### The problem
Select from the records below every line that has the word "coordinate" in it.

(Saved entries)
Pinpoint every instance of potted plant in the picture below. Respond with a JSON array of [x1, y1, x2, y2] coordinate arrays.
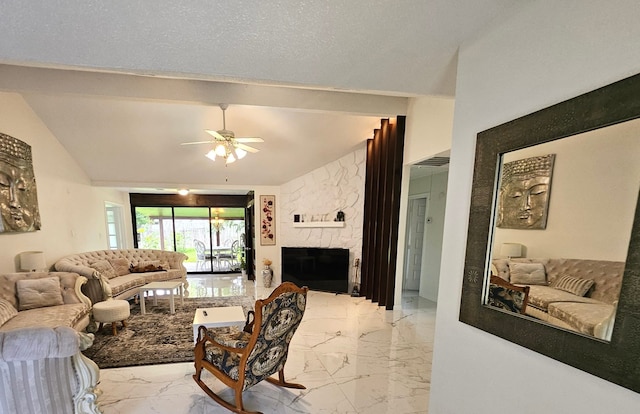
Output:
[[239, 254, 247, 277]]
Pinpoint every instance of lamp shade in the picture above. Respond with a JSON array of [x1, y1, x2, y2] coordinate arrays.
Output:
[[500, 243, 522, 258], [205, 150, 216, 161], [20, 251, 46, 271]]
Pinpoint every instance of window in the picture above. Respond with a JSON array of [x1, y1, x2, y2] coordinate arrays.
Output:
[[134, 206, 245, 273], [129, 193, 253, 275], [105, 202, 125, 249]]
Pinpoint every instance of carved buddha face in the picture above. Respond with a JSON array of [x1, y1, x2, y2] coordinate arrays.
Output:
[[498, 175, 550, 229], [0, 160, 40, 232], [496, 154, 554, 230]]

### Response
Pinpoint every instance of potted plant in the picture below. Respond with a JSON array of [x1, y1, x2, y2] coordinate arrays.
Pinpoint every instance of lamp shade in the picture above. Respond with a JSON array of [x1, y1, x2, y2] coordinate arrays.
Pinpoint every instance of window in the picture above. Respond with a JSON array of [x1, y1, x2, y2] coordinate arrays.
Pinpoint every instance of carved buddha face in the picture above. Respond with a JSON array of [x1, y1, x2, y2] coordinate arrays.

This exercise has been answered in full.